Only the lines with "hillside" in them need to be copied from the listing.

[THE DATA Boundary: Start]

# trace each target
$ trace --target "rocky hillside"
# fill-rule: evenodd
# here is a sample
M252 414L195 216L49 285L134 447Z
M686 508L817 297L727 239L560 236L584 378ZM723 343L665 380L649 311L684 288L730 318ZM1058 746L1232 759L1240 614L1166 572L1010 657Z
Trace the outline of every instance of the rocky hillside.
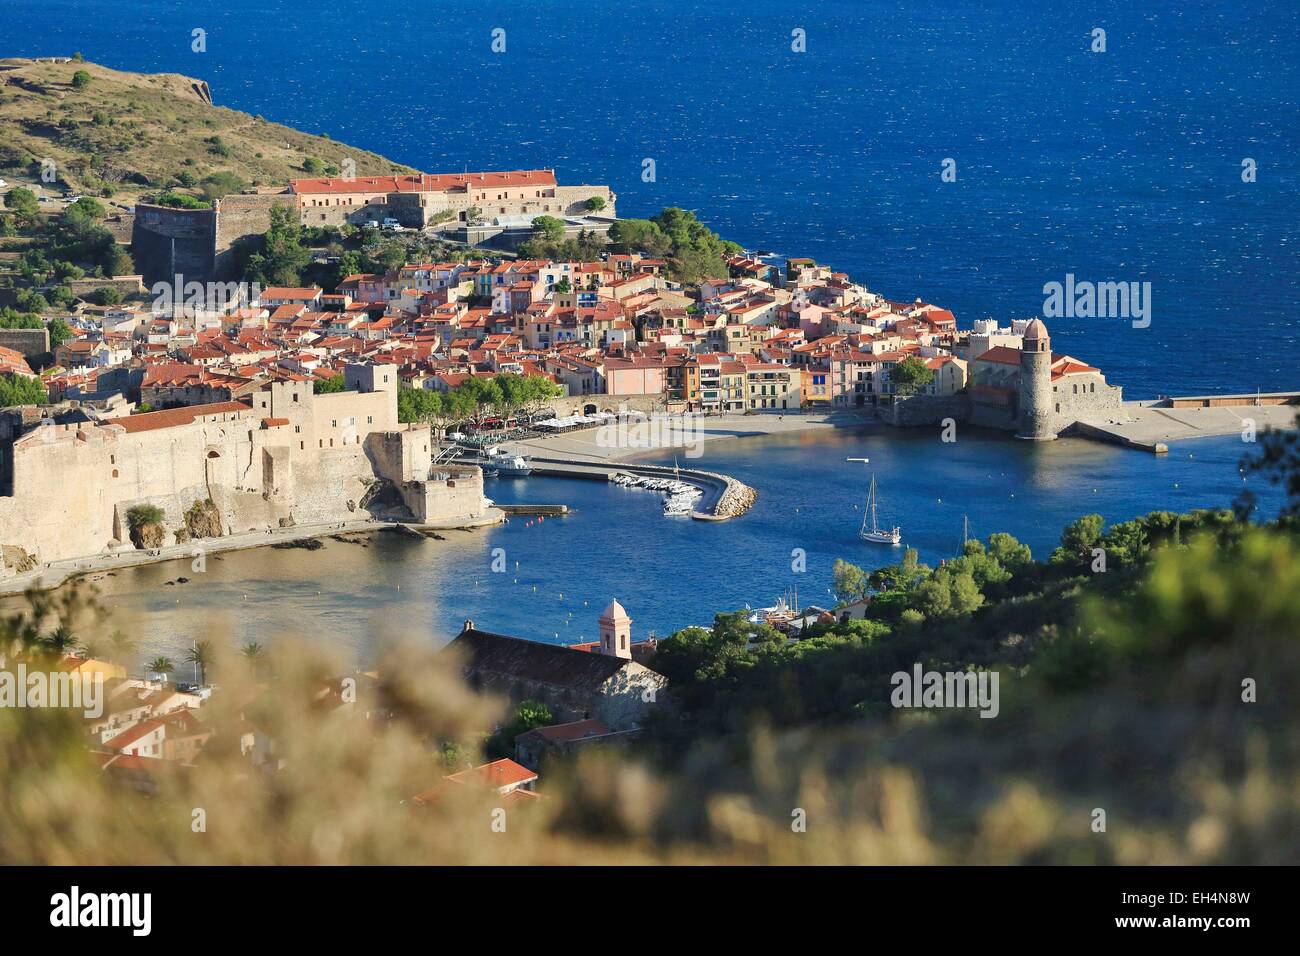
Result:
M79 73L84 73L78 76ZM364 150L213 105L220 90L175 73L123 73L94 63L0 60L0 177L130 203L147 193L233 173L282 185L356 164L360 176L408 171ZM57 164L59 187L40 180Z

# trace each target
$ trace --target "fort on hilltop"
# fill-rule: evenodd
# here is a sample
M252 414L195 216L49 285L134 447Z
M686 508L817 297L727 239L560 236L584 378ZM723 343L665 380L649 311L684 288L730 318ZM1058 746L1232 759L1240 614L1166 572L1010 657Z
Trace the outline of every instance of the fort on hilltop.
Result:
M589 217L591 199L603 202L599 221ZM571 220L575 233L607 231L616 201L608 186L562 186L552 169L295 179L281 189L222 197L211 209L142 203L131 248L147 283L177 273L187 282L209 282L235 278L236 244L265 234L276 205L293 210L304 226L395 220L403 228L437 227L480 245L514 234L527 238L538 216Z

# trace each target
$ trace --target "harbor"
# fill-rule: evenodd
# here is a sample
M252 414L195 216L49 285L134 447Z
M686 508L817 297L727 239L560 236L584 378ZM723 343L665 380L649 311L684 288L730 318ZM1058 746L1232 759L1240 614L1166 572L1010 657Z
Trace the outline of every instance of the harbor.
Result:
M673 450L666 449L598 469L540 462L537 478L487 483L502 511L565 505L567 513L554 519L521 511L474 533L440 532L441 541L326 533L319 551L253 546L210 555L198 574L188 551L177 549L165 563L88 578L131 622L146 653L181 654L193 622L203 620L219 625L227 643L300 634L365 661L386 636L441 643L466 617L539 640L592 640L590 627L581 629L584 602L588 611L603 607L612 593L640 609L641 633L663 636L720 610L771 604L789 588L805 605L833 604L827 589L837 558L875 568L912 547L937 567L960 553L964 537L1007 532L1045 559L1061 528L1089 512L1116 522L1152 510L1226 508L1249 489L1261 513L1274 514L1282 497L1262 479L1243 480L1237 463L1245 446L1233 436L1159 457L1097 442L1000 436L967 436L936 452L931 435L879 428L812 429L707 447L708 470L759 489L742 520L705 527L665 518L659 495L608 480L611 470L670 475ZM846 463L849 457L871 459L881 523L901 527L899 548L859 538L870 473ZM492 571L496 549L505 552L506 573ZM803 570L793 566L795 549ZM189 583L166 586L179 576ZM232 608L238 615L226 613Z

[THE DATA Boundary: End]

[FINISHED TASK]
$ trace --target "rocky hillside"
Trace the outline of every instance of the rocky hillside.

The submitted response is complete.